_Excerpted passage_.
= = = =

Testing AI Systems Is Harder Than Testing Software

AI systems broke the way we test software. In traditional code, you write a test, it passes, you move on. That model does not survive contact with non-deterministic outputs, unreliable ground truth, and biased evaluators.

Non-Determinism Changes Everything

Ask the same question twice and you may get two different answers, both correct. Running a test once tells you very little. You need multiple runs to get a reliable signal.

Consider a coin. You want to know whether it is fair (50/50) or slightly biased (55/45). To reliably detect that bias at 95% confidence, you need roughly 1,000 flips. If the bias is subtler, like 51/49, you need tens of thousands.

The same math applies to AI outputs. You are trying to determine whether a change to your prompt or model improves output quality, and the difference between "better" and "about the same" is often slim. There is no shortcut around the statistics.

Your Ground Truth Is Probably Wrong

The standard approach is straightforward: curate a test set of inputs with expected outputs, run the model against it, and measure agreement. It has a fundamental flaw.

= = = =

_Information_.
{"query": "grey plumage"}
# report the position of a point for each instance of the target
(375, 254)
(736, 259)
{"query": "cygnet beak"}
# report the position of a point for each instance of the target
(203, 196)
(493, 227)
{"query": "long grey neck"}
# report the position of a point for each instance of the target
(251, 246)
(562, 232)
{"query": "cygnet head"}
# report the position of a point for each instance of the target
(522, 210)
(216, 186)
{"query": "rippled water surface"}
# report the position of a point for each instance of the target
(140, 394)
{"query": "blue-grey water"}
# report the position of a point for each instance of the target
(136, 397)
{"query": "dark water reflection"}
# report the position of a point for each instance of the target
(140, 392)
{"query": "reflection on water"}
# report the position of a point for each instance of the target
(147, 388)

= = = =

_Tasks and exercises_.
1. Transcribe the article on testing AI systems from "Non-Determinism Changes Everything" to "tens of thousands.".
2. According to the article on testing AI systems, why does running a test only once tell you very little? Answer in one to three sentences.

_Answer set_.
1.
Non-Determinism Changes Everything

Ask the same question twice and you may get two different answers, both correct. Running a test once tells you very little. You need multiple runs to get a reliable signal.

Consider a coin. You want to know whether it is fair (50/50) or slightly biased (55/45). To reliably detect that bias at 95% confidence, you need roughly 1,000 flips. If the bias is subtler, like 51/49, you need tens of thousands.

2. Asking an AI system the same question twice may produce two different answers, and both may be correct. A single run therefore tells you very little, and you need multiple runs to get a reliable signal.